Nobody likes McDonald’s. But why did we feel the need to pressure them to change everything about themselves?If you’re skeptical, just take a second to look at some of the pics people have uploaded—and weep. Some of these photos are indeed shocking, displaying tubes of breading just as hollow as the lives of the sort of people who get upset about a dollar’s worth of cheese sticks from McDonald’s. Don’t mourn for our cheese; it’s already dead.

Having myself tried McDonald’s mozzarella sticks that were actually intact, I can confirm that they do, under ordinary circumstances, come filled with cheese—or at least some white, flavorless, spongy substance that may have, at some point, been in close proximity to a dairy product. However, take it from a former Sonic Drive-In carhop: lack of cheese is a frequent problem with mozzarella sticks. As you cook them, the breading gets crispy, but the cheese turns to liquid and (often) runs out, leaving a hollow shell filled with only the screams of the damned.

It’s the sort of thing an experienced cook would know to watch out for, but of course, McDonald’s cooks don’t have any experience with mozzarella sticks. Mozzarella sticks, for McDonald’s, are what’s known in the biz as a “limited time offer,” the sort of thing a fast food restaurant will sell for a few months to get you in the door, since you’re sick of their burgers and fries. It’s a game we all know well: one week they’ll discover that they can put jalapeños on a burger; the next, they’ll do their best to make their curly fries look like a pile of vomit; then they’ll remember that the fryer can be used on cheese as well as potatoes (who says fast food has to be healthy, right?). It’s an age-old dance, and if you pay close attention to it (don’t! the abyss will stare back into you!), it starts to look pretty desperate.

This might actually be McDoubly true for McDonald’s, which lately has struggled to maintain its unenviable position on top of the fast food heap. With their sales and their stock price in a free fall, they’ve been trying anything and everything short of nude cashiers to get customers in the door. First it was all-day breakfast; then it was “Create Your Taste” (where you could put kale and guacamole on your Quarter Pounder™—all through the magic of touchscreens!); now it’s…fried cheese.

━━━━━━━━

Reproduce the passage of the McDonald's mozzarella sticks piece from "It’s the sort" up to and including "look pretty desperate.".

━━━━━━━━

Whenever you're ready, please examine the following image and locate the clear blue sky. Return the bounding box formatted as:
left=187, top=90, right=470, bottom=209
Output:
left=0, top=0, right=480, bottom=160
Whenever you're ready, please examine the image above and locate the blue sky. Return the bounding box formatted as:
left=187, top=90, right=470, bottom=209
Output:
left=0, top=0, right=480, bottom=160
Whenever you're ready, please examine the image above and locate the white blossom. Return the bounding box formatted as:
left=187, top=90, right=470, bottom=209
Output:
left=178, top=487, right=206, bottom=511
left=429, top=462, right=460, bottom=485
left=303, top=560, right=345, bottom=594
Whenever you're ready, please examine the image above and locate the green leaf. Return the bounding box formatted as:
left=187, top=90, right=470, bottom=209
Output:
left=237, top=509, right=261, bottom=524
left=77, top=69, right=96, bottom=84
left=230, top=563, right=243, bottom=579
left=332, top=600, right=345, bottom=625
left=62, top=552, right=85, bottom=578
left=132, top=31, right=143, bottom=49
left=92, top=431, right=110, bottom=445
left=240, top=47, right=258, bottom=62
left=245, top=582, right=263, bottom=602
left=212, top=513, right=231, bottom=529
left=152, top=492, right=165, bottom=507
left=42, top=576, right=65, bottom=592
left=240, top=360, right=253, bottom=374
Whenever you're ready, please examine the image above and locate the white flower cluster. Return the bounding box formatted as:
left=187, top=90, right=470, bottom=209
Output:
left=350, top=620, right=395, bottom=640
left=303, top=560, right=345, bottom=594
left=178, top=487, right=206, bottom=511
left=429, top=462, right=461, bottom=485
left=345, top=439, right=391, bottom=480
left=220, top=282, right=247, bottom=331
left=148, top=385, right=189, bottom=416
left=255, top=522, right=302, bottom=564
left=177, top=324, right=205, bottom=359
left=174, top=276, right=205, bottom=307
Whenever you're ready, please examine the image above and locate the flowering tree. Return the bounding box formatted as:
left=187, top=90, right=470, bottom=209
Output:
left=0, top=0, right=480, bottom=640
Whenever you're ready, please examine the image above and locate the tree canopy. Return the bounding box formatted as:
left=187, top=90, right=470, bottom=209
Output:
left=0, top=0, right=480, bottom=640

━━━━━━━━

→ **The output**
It’s the sort of thing an experienced cook would know to watch out for, but of course, McDonald’s cooks don’t have any experience with mozzarella sticks. Mozzarella sticks, for McDonald’s, are what’s known in the biz as a “limited time offer,” the sort of thing a fast food restaurant will sell for a few months to get you in the door, since you’re sick of their burgers and fries. It’s a game we all know well: one week they’ll discover that they can put jalapeños on a burger; the next, they’ll do their best to make their curly fries look like a pile of vomit; then they’ll remember that the fryer can be used on cheese as well as potatoes (who says fast food has to be healthy, right?). It’s an age-old dance, and if you pay close attention to it (don’t! the abyss will stare back into you!), it starts to look pretty desperate.